**Given task:**
Convert the records below into a two-column CSV with the header record_text,answer and one row per record. Put each record's text and its full answer in one quoted field each, and turn any line breaks into spaces.
------------------------------
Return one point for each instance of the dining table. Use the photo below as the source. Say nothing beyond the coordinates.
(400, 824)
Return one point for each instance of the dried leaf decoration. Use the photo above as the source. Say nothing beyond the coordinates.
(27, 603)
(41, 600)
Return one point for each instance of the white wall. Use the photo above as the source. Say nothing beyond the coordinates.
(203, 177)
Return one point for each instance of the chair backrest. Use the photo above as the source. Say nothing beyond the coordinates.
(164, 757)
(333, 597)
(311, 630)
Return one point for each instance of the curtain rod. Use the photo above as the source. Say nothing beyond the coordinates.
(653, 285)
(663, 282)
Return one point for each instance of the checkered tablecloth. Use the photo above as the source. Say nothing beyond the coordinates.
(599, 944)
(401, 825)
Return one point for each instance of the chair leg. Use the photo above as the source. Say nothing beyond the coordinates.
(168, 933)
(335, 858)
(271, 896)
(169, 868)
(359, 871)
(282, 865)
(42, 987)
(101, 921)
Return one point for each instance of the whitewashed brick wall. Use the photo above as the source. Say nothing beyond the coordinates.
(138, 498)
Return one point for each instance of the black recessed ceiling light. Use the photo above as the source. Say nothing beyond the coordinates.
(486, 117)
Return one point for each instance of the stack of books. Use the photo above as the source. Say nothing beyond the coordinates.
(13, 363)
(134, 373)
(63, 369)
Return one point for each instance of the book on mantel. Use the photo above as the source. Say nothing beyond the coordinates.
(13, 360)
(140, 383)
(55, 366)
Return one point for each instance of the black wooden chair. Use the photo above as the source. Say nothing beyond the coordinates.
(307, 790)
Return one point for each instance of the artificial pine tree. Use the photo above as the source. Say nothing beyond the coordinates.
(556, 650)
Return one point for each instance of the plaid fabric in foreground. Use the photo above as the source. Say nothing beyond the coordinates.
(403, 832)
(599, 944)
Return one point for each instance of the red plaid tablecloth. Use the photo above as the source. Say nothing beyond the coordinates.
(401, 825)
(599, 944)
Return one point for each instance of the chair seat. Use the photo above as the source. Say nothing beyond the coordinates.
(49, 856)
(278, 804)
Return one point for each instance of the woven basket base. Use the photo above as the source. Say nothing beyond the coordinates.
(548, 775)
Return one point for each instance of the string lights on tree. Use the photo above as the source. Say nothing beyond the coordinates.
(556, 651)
------------------------------
**Worked answer:**
record_text,answer
"Return one point for each instance of the dining table. Use the photo below as the source. Say nothing beyond the coordinates.","(400, 824)"
"Return one point for each instance of the dried leaf decoration. Use the photo above as the source. Say nothing beyond the coordinates.","(27, 603) (41, 600)"
"Return one point for each instance of the white wall. Use the photo above as the source. Say nothing beyond the coordinates.","(203, 177)"
"Return one point for each instance of the chair backrest. Use the photo above as the source. Say nothing beyond the coordinates.","(164, 757) (333, 597) (311, 630)"
"Return one point for each instance of the curtain rod. Use the photo above as the source. Say nothing beyond the coordinates.","(653, 285) (663, 282)"
"Return one point for each instance of the checkered tablecloth. Use the photo above as the source. Say nothing beyond the coordinates.","(599, 944) (401, 825)"
"Return one point for each instance of the chair leg. Use the photo above as the source. Say nothing beyond the coordinates.","(168, 933) (335, 858) (271, 896) (169, 868) (359, 871) (282, 865) (42, 987) (101, 921)"
"Return one point for each instance of the whitewashed brick wall. Use the photo above as the source. Say nothing beyond the coordinates.","(138, 498)"
"Return one point for each instance of the black recessed ceiling light. Use the photo above as the source. Say nothing beyond the coordinates.","(486, 117)"
"Return one point for each instance of the stack of books. Use the photo above as the source. Say nothing beyond the coordinates.","(13, 363) (134, 373) (63, 369)"
"Return one point for each instance of the book on mantel. Use the photo above as the source. Say nothing beyond the coordinates.","(13, 360) (140, 383) (55, 366)"
"Return one point for each instance of the black wooden chair. Use the photo above as the source. Say nothing beyond the coordinates.","(307, 790)"
"Return one point for each instance of the artificial pine tree. Use the photo above as the source. Say nothing beyond the coordinates.","(556, 650)"
"Return one point for each instance of the plaid fabric in foreground. Use the photo above as the source. Say nothing beyond the coordinates.","(403, 832) (599, 944)"
"Return one point for each instance of the red plaid tablecloth. Use the photo above as the source. Say nothing beyond the coordinates.","(401, 825) (599, 944)"
"Return one point for each instance of the chair seat. Use the photo above as the source. Say nothing beyond the coordinates.","(49, 856) (278, 804)"
"Return one point for each instance of the woven basket base. Use the photo above as the source. Say nothing beyond the coordinates.","(548, 775)"
"Return one point for each instance of the string lights on tree. Use the photo above as the source. Say nothing beyond the coordinates.","(556, 651)"